● Task: Reproduce the items below, substituting "stem" for each occurrence of "twig" and leaving everything else unchanged.

# # # # # # #

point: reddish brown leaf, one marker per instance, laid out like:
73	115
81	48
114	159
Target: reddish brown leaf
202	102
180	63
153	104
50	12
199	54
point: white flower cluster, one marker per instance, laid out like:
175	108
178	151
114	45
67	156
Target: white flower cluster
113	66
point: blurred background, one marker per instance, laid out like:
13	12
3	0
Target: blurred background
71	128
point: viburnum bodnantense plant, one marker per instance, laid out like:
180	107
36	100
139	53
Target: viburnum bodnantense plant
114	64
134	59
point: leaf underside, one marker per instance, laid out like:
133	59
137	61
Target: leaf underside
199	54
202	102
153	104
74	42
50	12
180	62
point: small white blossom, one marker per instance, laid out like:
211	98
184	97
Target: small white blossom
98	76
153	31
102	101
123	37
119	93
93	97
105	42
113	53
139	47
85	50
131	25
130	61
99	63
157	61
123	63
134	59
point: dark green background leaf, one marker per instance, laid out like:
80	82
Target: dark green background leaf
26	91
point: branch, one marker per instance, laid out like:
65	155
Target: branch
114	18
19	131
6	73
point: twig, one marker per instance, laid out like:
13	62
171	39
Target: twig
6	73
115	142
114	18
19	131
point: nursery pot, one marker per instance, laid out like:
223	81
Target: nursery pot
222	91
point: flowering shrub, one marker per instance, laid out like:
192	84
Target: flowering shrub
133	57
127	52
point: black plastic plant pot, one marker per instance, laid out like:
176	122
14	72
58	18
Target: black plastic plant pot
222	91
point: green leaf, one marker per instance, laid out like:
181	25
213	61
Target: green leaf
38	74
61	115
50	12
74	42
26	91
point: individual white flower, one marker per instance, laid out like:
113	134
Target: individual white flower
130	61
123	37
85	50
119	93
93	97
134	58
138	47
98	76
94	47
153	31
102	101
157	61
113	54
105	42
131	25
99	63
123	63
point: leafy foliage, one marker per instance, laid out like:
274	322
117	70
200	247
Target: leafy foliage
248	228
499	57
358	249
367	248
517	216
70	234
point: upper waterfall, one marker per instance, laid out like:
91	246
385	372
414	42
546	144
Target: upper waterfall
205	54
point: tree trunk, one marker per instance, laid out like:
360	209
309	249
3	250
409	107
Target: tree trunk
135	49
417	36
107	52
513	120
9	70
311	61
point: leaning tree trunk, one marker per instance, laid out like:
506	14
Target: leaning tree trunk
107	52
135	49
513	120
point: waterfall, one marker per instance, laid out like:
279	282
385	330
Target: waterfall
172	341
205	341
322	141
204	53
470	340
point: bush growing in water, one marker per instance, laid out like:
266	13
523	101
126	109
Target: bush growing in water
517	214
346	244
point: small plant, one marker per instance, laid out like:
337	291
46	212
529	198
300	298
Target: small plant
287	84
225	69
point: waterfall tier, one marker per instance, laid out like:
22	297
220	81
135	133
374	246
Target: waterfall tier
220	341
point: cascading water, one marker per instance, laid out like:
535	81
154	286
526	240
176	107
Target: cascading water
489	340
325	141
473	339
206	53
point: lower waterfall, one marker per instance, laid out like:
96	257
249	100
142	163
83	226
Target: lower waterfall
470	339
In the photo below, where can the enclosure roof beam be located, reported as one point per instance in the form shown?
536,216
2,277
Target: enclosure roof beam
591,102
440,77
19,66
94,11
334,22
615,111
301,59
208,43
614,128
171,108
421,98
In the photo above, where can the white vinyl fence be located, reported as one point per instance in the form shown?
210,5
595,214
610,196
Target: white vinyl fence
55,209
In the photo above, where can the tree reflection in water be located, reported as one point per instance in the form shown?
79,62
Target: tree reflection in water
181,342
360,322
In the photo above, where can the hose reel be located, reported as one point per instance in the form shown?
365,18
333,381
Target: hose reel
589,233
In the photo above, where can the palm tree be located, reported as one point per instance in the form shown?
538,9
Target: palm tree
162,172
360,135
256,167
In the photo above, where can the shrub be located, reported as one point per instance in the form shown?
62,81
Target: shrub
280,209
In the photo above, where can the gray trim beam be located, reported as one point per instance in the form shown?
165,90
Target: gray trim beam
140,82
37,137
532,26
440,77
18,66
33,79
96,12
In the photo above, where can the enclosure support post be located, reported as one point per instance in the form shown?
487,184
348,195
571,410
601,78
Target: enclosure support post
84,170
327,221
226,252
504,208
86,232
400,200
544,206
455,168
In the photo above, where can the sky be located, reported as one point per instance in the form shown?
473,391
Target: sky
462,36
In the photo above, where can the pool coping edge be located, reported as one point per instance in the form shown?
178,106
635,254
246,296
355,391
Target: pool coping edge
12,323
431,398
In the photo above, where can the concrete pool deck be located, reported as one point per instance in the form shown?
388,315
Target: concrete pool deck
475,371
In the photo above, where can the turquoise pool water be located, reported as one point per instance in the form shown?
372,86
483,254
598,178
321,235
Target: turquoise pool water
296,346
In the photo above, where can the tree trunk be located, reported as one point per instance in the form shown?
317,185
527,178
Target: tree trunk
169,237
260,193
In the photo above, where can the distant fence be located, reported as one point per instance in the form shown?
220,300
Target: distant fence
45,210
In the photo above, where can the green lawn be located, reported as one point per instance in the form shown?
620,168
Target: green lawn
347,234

# # # # # # #

● Complete answer:
point: reddish brown leaf, one marker per instance, laid out like:
73	115
81	48
114	159
Target: reddish brown leaf
202	102
180	63
153	104
50	12
199	54
point: white flower cluster, one marker per instance, laid out like:
175	108
178	151
114	45
67	156
Target: white flower cluster
113	66
point: blurred background, one marker per instance, laid out like:
13	12
3	0
Target: blurred background
71	128
point: viburnum bodnantense plant, one marker per instance, laid out like:
180	107
36	100
139	53
Target: viburnum bodnantense plant
114	64
134	59
point: leaf underside, one marker per instance, laid out like:
133	59
137	61
Target: leaf underside
199	54
202	102
153	104
74	42
50	12
180	62
point: small white blossom, one marker per instance, laid out like:
211	98
184	97
Target: small white blossom
98	76
153	31
102	101
123	37
119	93
93	97
105	42
113	53
139	47
85	50
131	25
130	61
99	63
157	61
123	63
134	59
point: dark green background leaf, one marker per instance, laid out like:
80	82
Target: dark green background leaf
26	91
point: branch, one marker per instance, laid out like:
65	155
Target: branch
114	18
19	131
6	73
point: stem, one marker per instance, laid out like:
13	62
171	39
Target: stem
6	73
115	142
114	18
19	131
point: nursery pot, one marker per instance, laid out like:
223	81
Target: nursery pot
222	91
point: flowering shrub, one marker per instance, laid out like:
192	84
Target: flowering shrub
133	57
127	52
point: black plastic plant pot, one marker per instance, laid out like:
176	122
14	72
58	18
Target: black plastic plant pot
222	91
point: green leaf, one marker per instance, laid out like:
181	25
213	61
Target: green leaf
38	74
61	115
50	12
74	42
26	91
point: individual white flower, one marker per instance, laid out like:
113	134
Target: individual white flower
130	61
123	37
85	50
119	93
93	97
134	58
138	47
98	76
94	47
153	31
102	101
157	61
113	54
105	42
131	25
99	63
123	63
point: leafy foliage, one marker per instance, laid out like:
274	322
117	70
200	247
Target: leafy foliage
248	228
499	57
358	249
367	248
517	216
70	234
point: upper waterfall, one marker per instance, laid out like:
91	246
385	372
414	42
546	144
Target: upper waterfall
205	54
point: tree trunk, one marker per instance, laid out like:
360	209
309	249
3	250
409	107
Target: tree trunk
135	49
417	36
107	52
513	120
9	70
311	61
point: leaning tree trunk, one marker per instance, laid out like:
506	14
Target: leaning tree trunk
107	52
135	49
513	120
point: waterfall, one marker per instance, laid out like:
279	282
385	330
Target: waterfall
172	341
205	341
322	141
204	53
470	340
point: bush growing in water, one marker per instance, laid out like:
266	13
523	101
126	109
Target: bush growing in water
517	214
346	244
point: small plant, one marker per instance, laid out like:
337	291
46	212
529	198
300	298
Target: small plant
287	84
225	69
point: waterfall tier, one marker per instance, laid out like:
22	297
220	81
135	133
374	246
Target: waterfall tier
220	341
point: cascading water, one marker per instance, laid out like:
535	81
154	286
526	240
176	107
Target: cascading water
489	340
325	141
473	339
206	53
point: lower waterfall, one marker per instance, laid out like:
96	257
249	100
142	163
83	226
Target: lower waterfall
470	339
In the photo below, where can the enclosure roof beam be located, reported as one point per instance in the form shown?
536,216
2,277
Target: enclosure roof beam
591,102
440,77
19,66
94,11
334,22
615,111
301,59
208,43
614,128
171,108
421,98
In the photo above, where can the white vinyl fence be located, reported as one point per instance in the form shown?
210,5
595,214
610,196
Target: white vinyl fence
55,209
In the photo above, where can the tree reflection in water be located, reported as one point per instance in the form shown?
79,62
Target: tree reflection in water
181,342
360,322
In the photo above, where can the hose reel be located, reported as one point per instance in the form shown?
365,18
333,381
Target: hose reel
589,233
In the photo above, where can the palm tree be located, reported as one point per instance in the form shown?
538,9
Target: palm tree
162,172
360,135
256,167
In the photo above, where can the shrub be located, reported as one point per instance in the form shown?
62,81
Target: shrub
280,209
In the photo above, where can the gray trim beam be located, reported as one point per instance in the form shown?
165,90
Target: gray trim beam
140,82
37,137
532,26
440,77
18,66
33,79
96,12
In the photo above, where can the enclosure support post be located, reported as one point per instance in the form shown?
487,184
348,195
571,410
601,78
Target: enclosure support post
84,170
327,221
226,252
504,208
86,232
400,200
544,206
455,168
In the photo above, where can the sky be located, reported as one point per instance in the form shown?
473,391
Target: sky
462,36
In the photo above, where can the pool coping edge be located, reported as one point per instance in the form shown?
178,106
635,254
246,296
355,391
Target: pool coping edge
12,323
431,398
In the photo above, where can the concrete pool deck be located, reported as one point per instance in the form shown?
388,315
Target: concrete pool deck
475,371
In the photo above, where can the turquoise pool water be located, reported as one point per instance in the form shown?
372,86
483,254
598,178
321,235
Target: turquoise pool water
296,346
In the photo above, where can the tree trunk be located, reported as one point per instance in the form shown?
317,185
527,178
Target: tree trunk
169,237
260,193
In the photo above, where can the distant fence be located, reported as one point per instance in the form shown?
220,300
Target: distant fence
45,210
In the photo above, where can the green lawn be located, reported as one point per instance in the form shown?
620,168
Target: green lawn
347,234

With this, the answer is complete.